• **INSTRUCTIONS FOR THE TASK**
Can you pull every line of the records below out word for word, leaving out the pictures?

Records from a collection
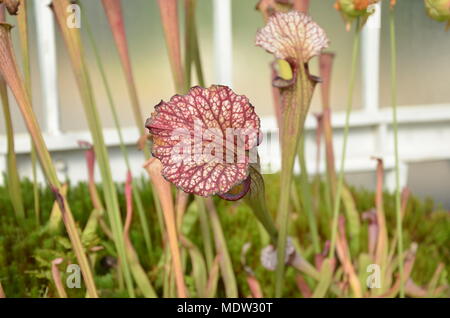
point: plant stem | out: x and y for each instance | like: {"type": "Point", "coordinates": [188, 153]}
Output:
{"type": "Point", "coordinates": [340, 184]}
{"type": "Point", "coordinates": [395, 127]}
{"type": "Point", "coordinates": [22, 20]}
{"type": "Point", "coordinates": [226, 267]}
{"type": "Point", "coordinates": [74, 47]}
{"type": "Point", "coordinates": [206, 233]}
{"type": "Point", "coordinates": [307, 195]}
{"type": "Point", "coordinates": [296, 108]}
{"type": "Point", "coordinates": [136, 195]}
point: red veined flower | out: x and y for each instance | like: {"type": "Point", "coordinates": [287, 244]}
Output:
{"type": "Point", "coordinates": [206, 141]}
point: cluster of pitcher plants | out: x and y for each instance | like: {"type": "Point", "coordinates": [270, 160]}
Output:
{"type": "Point", "coordinates": [186, 170]}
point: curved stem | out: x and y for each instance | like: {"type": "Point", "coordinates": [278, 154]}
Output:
{"type": "Point", "coordinates": [307, 196]}
{"type": "Point", "coordinates": [340, 184]}
{"type": "Point", "coordinates": [395, 128]}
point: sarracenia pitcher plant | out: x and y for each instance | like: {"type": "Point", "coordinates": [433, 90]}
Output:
{"type": "Point", "coordinates": [293, 38]}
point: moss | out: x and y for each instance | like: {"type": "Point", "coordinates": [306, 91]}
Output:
{"type": "Point", "coordinates": [26, 251]}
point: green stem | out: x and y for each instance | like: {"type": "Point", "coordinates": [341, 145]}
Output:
{"type": "Point", "coordinates": [307, 195]}
{"type": "Point", "coordinates": [206, 233]}
{"type": "Point", "coordinates": [395, 127]}
{"type": "Point", "coordinates": [337, 198]}
{"type": "Point", "coordinates": [136, 195]}
{"type": "Point", "coordinates": [293, 122]}
{"type": "Point", "coordinates": [226, 267]}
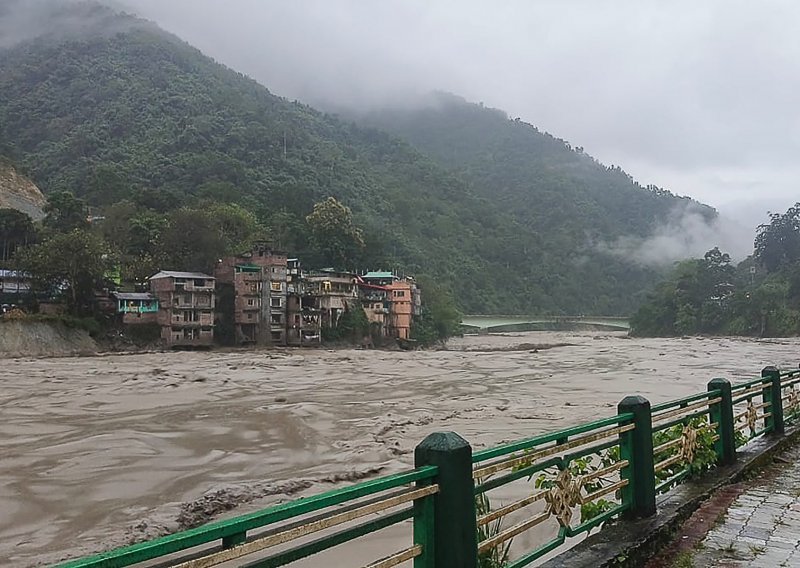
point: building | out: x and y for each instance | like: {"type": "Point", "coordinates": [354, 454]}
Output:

• **RESPONSE TO THE EXERCISE**
point: plant stem | out: x and y for each instance | like: {"type": "Point", "coordinates": [188, 153]}
Output:
{"type": "Point", "coordinates": [340, 184]}
{"type": "Point", "coordinates": [395, 127]}
{"type": "Point", "coordinates": [22, 20]}
{"type": "Point", "coordinates": [226, 267]}
{"type": "Point", "coordinates": [74, 47]}
{"type": "Point", "coordinates": [206, 233]}
{"type": "Point", "coordinates": [307, 195]}
{"type": "Point", "coordinates": [296, 108]}
{"type": "Point", "coordinates": [136, 195]}
point: red veined flower | out: x and y for each instance | like: {"type": "Point", "coordinates": [287, 244]}
Output:
{"type": "Point", "coordinates": [206, 141]}
point: cluster of pitcher plants | out: x and y for each instance | like: {"type": "Point", "coordinates": [270, 160]}
Output:
{"type": "Point", "coordinates": [186, 170]}
point: curved stem | out: x and y for each instance | like: {"type": "Point", "coordinates": [278, 154]}
Output:
{"type": "Point", "coordinates": [307, 196]}
{"type": "Point", "coordinates": [340, 184]}
{"type": "Point", "coordinates": [395, 128]}
point: sarracenia pitcher plant | out: x and y for each instance | like: {"type": "Point", "coordinates": [433, 90]}
Output:
{"type": "Point", "coordinates": [293, 38]}
point: moss | out: x and y for each instance | like: {"type": "Point", "coordinates": [306, 91]}
Output:
{"type": "Point", "coordinates": [26, 251]}
point: green stem | out: x and y for each instance | like: {"type": "Point", "coordinates": [341, 145]}
Output:
{"type": "Point", "coordinates": [307, 195]}
{"type": "Point", "coordinates": [206, 233]}
{"type": "Point", "coordinates": [395, 127]}
{"type": "Point", "coordinates": [337, 198]}
{"type": "Point", "coordinates": [136, 195]}
{"type": "Point", "coordinates": [293, 122]}
{"type": "Point", "coordinates": [226, 267]}
point: building | out: x and y for each instance | like: {"type": "Point", "coordinates": [354, 454]}
Output:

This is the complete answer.